[START OF Text excerpt]
LeetCode Solutions Blog

Find the Largest Palindrome Divisible by K

Number: 3552

Difficulty: Hard

Paid? No

Companies: N/A

Problem Description

Given two positive integers n and k, find the largest n‑digit integer (returned as a string) that is both a palindrome and divisible by k. The palindrome must not have leading zeros.

Key Insights

A palindrome of n digits is determined completely by its first half (and the middle digit if n is odd).
For even n, if we denote the first half as a string a, the full palindrome is formed as a + reverse(a). For odd n, if a is the first half (including the middle digit), the full palindrome is a[0:len(a)-1] + reverse(a).
We need to ensure that the constructed n‑digit palindrome, when interpreted as an integer, is divisible by k.
Since k is small (1 ≤ k ≤ 9) we can use modular arithmetic in our DP state.
A greedy–DP (backtracking) approach is used: process the “controlling” half digit by digit in descending order (from the most significant digit) and choose the highest possible digit at each step that can still lead to a solution.

Space and Time Complexity

Time Complexity: O(n * k * 10) in the worst case, since we fill about ceil(n/2) positions with 10 choices each and our DP state has at most O(n * k) states. Space Complexity: O(n * k) for the DP memoization table and O(n) for storing the resulting palindrome.

Solution

We observe that any n-digit palindrome is completely determined by its first half (if n is even) or the first half including the middle digit (if n is odd). Therefore we define: • L = n/2 for even n, and L = n//2 for the “left part” plus one extra digit (the middle) for odd n. • For each of the positions in the “controlling” half, the digit we choose contributes twice (once for its original place and once for its mirror) except for the middle digit when n is odd, which contributes only once. • We precompute the modular weight of each chosen digit position using the fact that for a digit placed at index i (0-indexed from the left in the full n‑digit palindrome) its contribution is digit * 10^(n-i-1) mod k. In the symmetric positions the contributions sum up. • With the modular weights computed for each “decision position” the problem reduces to picking digits (using DP/backtracking with memoization) for these positions so that the total contribution (mod k) equals 0. • A greedy approach is applied: at each position, try to assign the largest valid digit (taking care to avoid 0 at the first position) and check (via recursion with memoization) if a solution can be found for the remaining positions for the required remainder. • Finally, using the chosen half we mirror it appropriately (excluding the middle digit for odd n) to obtain the full palindrome.

Code Solutions

# Python solution with detailed comments
def largestKPalindromic(n, k):
    # Calculate the length of "decision" positions.
    # For even n, we only need the first n//2 digits.
    # For odd n, we need the first n//2 digits plus the middle digit.
    is_odd = (n % 2 == 1)
    left_len = n // 2
    total_positions = left_len + (1 if is_odd else 0)
    
    # Precompute powers of 10 modulo k for every position in the full number.
    # Since n can be huge, compute only the required ones.
    modPow = [1] * (n + 1)
    for i in range(1, n + 1):
        modPow[i] = (modPow[i-1] * 10) % k
        
    # Precompute the multiplier for each decision position.
[END OF Text excerpt]
### Task description
Continue the palindrome solution write-up from the point where it stops.
[START OF Given records]
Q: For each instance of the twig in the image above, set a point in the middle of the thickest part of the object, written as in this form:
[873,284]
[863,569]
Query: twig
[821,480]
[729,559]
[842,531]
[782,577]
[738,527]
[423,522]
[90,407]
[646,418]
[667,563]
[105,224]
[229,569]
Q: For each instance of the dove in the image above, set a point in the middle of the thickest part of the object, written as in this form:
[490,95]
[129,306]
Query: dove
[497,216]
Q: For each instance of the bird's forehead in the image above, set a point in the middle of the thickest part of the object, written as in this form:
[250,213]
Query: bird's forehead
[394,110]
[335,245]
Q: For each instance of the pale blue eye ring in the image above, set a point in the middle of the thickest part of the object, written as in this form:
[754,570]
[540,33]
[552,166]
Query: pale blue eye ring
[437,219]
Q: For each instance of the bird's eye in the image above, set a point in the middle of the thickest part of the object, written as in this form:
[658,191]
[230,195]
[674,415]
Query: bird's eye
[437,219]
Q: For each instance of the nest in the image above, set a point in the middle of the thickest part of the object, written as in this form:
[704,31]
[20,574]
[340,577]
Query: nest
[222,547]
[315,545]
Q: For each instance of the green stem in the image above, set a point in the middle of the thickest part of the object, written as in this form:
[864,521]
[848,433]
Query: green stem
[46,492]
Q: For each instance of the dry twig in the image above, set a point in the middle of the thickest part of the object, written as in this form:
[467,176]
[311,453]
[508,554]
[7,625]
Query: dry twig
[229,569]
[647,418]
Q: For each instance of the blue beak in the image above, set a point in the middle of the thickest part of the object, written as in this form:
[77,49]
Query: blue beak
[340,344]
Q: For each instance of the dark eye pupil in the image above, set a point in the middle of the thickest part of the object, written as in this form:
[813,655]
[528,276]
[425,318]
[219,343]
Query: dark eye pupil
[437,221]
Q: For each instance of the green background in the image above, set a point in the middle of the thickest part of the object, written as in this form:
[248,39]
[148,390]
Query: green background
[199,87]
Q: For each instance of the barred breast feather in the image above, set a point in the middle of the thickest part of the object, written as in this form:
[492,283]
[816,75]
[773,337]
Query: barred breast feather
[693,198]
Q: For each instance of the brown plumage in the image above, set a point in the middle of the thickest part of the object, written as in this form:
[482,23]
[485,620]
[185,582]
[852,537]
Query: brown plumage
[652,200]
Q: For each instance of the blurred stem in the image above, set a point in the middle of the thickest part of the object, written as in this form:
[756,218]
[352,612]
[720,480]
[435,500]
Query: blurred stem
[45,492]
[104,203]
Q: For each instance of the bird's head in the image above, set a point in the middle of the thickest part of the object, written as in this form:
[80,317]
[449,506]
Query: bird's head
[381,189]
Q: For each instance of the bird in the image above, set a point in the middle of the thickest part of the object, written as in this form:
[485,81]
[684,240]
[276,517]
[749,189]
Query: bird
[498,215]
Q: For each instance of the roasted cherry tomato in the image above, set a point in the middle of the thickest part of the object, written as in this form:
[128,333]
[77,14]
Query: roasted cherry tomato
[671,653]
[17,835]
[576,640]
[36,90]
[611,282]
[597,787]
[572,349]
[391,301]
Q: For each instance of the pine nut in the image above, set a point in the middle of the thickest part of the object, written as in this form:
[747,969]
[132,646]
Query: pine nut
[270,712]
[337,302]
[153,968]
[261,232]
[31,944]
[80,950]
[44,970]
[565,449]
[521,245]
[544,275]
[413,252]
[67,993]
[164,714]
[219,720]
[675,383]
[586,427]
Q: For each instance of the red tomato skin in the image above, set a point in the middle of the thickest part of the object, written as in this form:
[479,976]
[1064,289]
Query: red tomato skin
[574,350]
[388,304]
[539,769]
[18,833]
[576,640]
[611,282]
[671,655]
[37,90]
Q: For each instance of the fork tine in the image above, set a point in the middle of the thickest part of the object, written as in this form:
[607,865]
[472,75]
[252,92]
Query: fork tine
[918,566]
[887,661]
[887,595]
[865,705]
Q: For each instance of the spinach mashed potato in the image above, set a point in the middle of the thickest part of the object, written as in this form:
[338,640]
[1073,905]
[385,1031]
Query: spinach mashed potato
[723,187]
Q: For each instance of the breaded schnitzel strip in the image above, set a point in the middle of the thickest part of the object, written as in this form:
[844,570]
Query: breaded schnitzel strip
[END OF Given records]
### Right answer
    # For even n: for position i (0-indexed in the left half),
    #   the digit appears at index i and its mirror at index n-i-1.
    # For odd n: for positions 0..left_len-1, same as even,
    #   and the middle digit (position left_len) contributes once at index left_len.
    multipliers = []
    for i in range(left_len):
        # Contribution from the left half and its mirror:
        contrib = (modPow[n - i - 1] + modPow[i]) % k
        multipliers.append(contrib)
    if is_odd:
        # Middle digit contribution: at index left_len.
        multipliers.append(modPow[left_len] % k)
    
    # Use memoization for DP: state (pos, current_mod)
    memo = {}
    
    # Backtracking function to assign digits for positions [pos, total_positions-1]
    def dp(pos, current_mod):
        if pos == total_positions:
            # Found a full assignment; check if the modulo sum is zero.
            return (current_mod % k) == 0
        # Check memoized result
        if (pos, current_mod) in memo:
            return memo[(pos, current_mod)]
        
        # Determine the valid digit range.
        # The first digit (pos==0) cannot be 0.
        start = 9
        end = 0
        for digit in range(start, end - 1, -1):
            if pos == 0 and digit == 0:
                continue  # leading digit cannot be 0
            new_mod = (current_mod + digit * multipliers[pos]) % k
            if dp(pos + 1, new_mod):
                memo[(pos, current_mod)] = True
                return True
        memo[(pos, current_mod)] = False
        return False

    # Check feasibility from starting state.
    if not dp(0, 0):
        return "-1"
    
    # Construct solution string using greedy decisions.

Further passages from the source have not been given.